Ihre Aufgaben:
• 1. Geben Sie den Abschnitt des Beitrags über Sharing, der mit den Worten „Dem Thema Sharing“ beginnt und mit „Kollegen auch sagen.“ schließt, erneut wieder und tauschen Sie dabei „St. Gallen“ gegen „Zürich“ aus.
• 2. Führen Sie den Beitrag über Sharing im Anschluss an seinen letzten Satz weiter.

Ausgangstext:
================

Dem Thema Sharing muss man sich von unten nähern. Deshalb beginnt dieser Beitrag mit einem konkreten Beispiel: Ein Bekannter absolviert zur Zeit ein MBA in St. Gallen. Jeden Monat verbringt er dort eine Woche. Bisher hat er für sein Hotelbett pro Nacht etwa 150 Franken ausgegeben. Nun haben ihn Studienkollegen animiert, es doch einmal mit einen airbnb-Angebot zu versuchen. Hat er. Gekostet hat es ihn –Frühstück eingerechnet – nicht einmal die Hälfte. Die Qualität des Angebots, Lage, Ausstattung Service beurteilt er als nicht ganz gleich gut wie im Hotel, aber die Differenz allemal wert – genau was die Kollegen auch sagen.
Woher kommt die Differenz? Mein Kollege hat mit seinem Gastgeber – nennen wir in H wie Host - gesprochen. Es handelt sich um einen Assistenzprofessor auf dem Gebiet der Betriebswirtschaft. Der Mann kann also rechnen, doch das ganze erwiese sich weniger als ein Problem der Erfolgsrechnung als ein Produkt der Lebensumstände. H hatte seine Wohnung ursprünglich zusammen mit einem Arbeitskollegen bewohnt. Diesen hat es in eine andere Stadt verschlagen. Beziehungsmässig ist die Hose auch gerade tot. Also Airbnb. Die Arbeit, die damit verbunden ist, hält sich in Grenzen und ist mit dem Hauptberuf gut vereinbar. Ob er nicht befürchtet habe, von unangenehmen Gästen behelligt zu werden? Nein, bisher sei alles gut gelaufen, mache sogar Spass. Und, wissen Sie, „ich bin nicht darauf angewiesen, wenn er nicht funktioniert oder mir zu viel wir, höre ich wieder auf damit.“
Ist das nicht ein untypischer Einzelfall? Doch, natürlich, das ist genau der Punkt. Plattformen bringen Einzelfälle ins Geschäft. Wenn sich H zurückzieht, weil die Freundin einzieht, weil er mal schlechte Erfahrungen gemacht, oder einfach keine Lust hat, dann sind vielleicht bei H1 oder Hx die Lebensumstände gerade mal so, dass ein bisschen Wohnraum und ein Quäntchen Zeit zur Verfügung steht. Meist kennt man inzwischen auch einen Verwandten oder Kollegen, der weiss, wie das mit Airbnb so geht. Die Eintrittshürden sind tief. Wo ist das Risiko?

================

Bereitgestellte Auflistung:
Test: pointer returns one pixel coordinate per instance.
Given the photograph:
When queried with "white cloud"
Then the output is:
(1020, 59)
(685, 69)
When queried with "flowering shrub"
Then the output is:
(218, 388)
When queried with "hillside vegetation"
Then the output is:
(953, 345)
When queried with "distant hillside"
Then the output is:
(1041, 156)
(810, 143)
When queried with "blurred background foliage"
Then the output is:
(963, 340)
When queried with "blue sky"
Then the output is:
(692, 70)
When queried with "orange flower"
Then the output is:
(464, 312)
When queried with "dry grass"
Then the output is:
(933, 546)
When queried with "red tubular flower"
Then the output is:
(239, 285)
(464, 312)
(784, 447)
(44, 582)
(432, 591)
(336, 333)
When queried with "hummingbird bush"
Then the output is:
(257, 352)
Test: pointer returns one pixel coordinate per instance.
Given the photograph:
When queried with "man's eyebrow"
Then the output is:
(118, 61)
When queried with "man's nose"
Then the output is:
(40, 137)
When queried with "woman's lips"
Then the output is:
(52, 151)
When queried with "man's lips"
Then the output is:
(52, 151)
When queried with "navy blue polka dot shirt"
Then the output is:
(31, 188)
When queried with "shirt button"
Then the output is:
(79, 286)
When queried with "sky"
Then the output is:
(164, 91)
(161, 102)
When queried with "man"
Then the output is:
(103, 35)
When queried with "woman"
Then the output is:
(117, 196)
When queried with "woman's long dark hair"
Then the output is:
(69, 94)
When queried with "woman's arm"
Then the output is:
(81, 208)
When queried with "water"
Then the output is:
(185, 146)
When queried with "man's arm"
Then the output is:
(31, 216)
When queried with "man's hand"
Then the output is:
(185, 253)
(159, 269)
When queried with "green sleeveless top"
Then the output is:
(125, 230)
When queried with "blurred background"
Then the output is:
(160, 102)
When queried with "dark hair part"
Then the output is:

================

Lösungen zur Übung:
• 1.
Dem Thema Sharing muss man sich von unten nähern. Deshalb beginnt dieser Beitrag mit einem konkreten Beispiel: Ein Bekannter absolviert zur Zeit ein MBA in Zürich. Jeden Monat verbringt er dort eine Woche. Bisher hat er für sein Hotelbett pro Nacht etwa 150 Franken ausgegeben. Nun haben ihn Studienkollegen animiert, es doch einmal mit einen airbnb-Angebot zu versuchen. Hat er. Gekostet hat es ihn –Frühstück eingerechnet – nicht einmal die Hälfte. Die Qualität des Angebots, Lage, Ausstattung Service beurteilt er als nicht ganz gleich gut wie im Hotel, aber die Differenz allemal wert – genau was die Kollegen auch sagen.

• 2.
Volkswirtschaftlich gesehen ist das ein grosser Vorteil. Die Plattformen mit ihren Bewertungssystemen aktivieren bisher brachliegende Potentiale. Sie lassen Verschwendung verschwinden. Sie machen aus Mietern Hoteliers, aus Pendlern Taxichauffeure. In der Plattform-Ökonomie kann jeder nebenbei auch noch ein wenig Unternehmer sein. Das Potential ist schwer zu beziffern. Aber eine Prognose kann man wohl wagen: Da kommt etwas auf uns zu.
Doch was da kommt, ist nicht unbedingt erfreulich. Letztlich verdanken wir unseren Wohlstand nämlich einer Wirtschaftsordnung, welche – im Gegensatz etwa zu einer Planwirtschaft – die Anbieter zwingt, die vollen Kosten auf die Verbraucher abzuwälzen. Tun sie es nicht, fallen sie früher oder später aus dem Markt. So bleibt der Geldkreislauf geschlossen. Das Angebot alimentiert die Nachfrage. Einverstanden: Das Prinzip wird nicht voll durchgehalten. Es gibt immer wieder Branchen, die es schaffen, sich vom Staat subventionieren zu lassen – zum Zweck der Strukturerhaltung, oder weil sie eine öffentliche Dienstleistung erbringen etc.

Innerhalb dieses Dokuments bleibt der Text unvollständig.